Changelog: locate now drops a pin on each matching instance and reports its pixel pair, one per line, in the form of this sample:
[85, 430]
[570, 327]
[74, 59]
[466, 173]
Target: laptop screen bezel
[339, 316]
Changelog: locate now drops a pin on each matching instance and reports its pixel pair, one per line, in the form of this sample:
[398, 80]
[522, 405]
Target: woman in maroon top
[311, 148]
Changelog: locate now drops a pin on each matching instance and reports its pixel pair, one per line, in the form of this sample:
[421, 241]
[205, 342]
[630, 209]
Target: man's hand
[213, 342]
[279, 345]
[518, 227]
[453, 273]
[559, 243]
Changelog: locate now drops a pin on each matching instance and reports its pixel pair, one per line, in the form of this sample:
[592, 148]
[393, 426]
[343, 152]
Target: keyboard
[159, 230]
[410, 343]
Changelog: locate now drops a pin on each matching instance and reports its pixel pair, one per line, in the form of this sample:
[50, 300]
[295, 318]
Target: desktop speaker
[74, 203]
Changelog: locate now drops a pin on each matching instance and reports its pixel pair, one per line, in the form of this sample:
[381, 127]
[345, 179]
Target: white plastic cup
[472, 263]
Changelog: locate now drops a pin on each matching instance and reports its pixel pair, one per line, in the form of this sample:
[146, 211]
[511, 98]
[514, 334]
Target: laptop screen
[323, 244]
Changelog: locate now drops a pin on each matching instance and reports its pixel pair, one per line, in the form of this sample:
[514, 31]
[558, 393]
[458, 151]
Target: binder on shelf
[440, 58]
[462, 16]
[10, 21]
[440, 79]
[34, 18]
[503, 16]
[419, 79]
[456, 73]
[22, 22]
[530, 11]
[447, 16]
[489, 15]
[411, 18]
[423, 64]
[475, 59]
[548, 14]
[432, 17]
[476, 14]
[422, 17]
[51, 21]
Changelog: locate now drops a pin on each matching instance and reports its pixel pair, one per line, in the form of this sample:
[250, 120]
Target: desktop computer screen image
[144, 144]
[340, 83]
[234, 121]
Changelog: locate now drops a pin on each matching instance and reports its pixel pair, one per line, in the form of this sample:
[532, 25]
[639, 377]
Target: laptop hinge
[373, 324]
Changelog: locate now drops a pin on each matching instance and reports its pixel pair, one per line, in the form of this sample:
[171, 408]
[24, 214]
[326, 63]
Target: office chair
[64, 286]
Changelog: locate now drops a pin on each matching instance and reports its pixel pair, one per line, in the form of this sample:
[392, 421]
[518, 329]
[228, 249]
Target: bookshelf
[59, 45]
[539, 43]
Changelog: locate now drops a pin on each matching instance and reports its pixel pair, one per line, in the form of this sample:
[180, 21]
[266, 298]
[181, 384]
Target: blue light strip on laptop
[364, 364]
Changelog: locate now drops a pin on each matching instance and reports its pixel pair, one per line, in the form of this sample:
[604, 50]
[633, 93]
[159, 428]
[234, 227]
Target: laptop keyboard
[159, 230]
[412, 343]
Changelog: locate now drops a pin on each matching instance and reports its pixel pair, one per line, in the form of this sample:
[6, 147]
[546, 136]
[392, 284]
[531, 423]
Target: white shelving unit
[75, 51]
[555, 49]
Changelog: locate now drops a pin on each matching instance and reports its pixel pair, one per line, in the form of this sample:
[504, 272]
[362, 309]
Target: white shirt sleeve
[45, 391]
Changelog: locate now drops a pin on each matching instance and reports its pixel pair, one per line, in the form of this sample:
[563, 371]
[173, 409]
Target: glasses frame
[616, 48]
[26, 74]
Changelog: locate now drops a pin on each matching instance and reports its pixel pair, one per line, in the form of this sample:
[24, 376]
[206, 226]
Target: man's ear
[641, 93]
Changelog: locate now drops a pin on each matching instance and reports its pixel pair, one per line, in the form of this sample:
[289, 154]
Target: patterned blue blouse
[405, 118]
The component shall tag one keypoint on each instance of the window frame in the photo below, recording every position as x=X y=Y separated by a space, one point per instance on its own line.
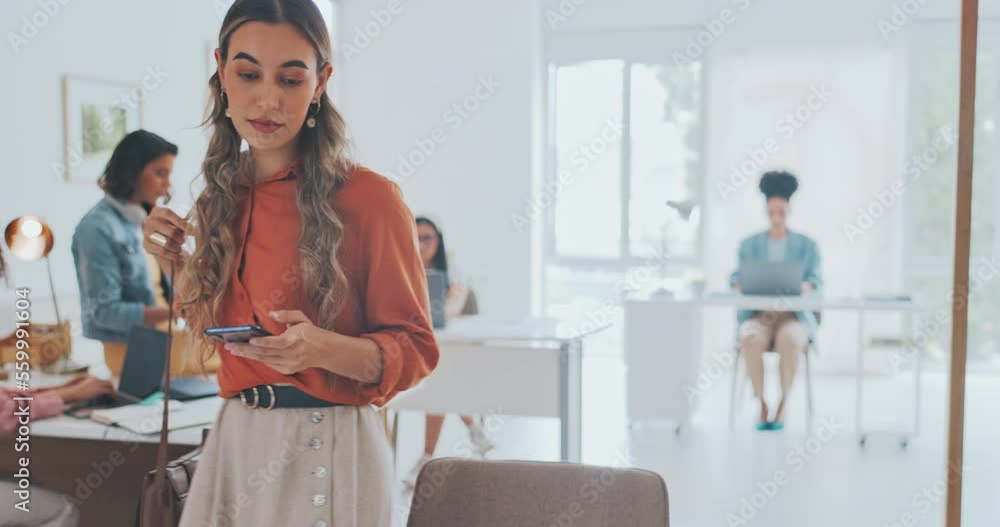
____________________
TASK STATEMENT:
Locate every line of the listing that contains the word "desktop" and copy each one. The match is case-sensitive.

RIGHT ANSWER:
Target: desktop speaker
Target: desktop computer screen image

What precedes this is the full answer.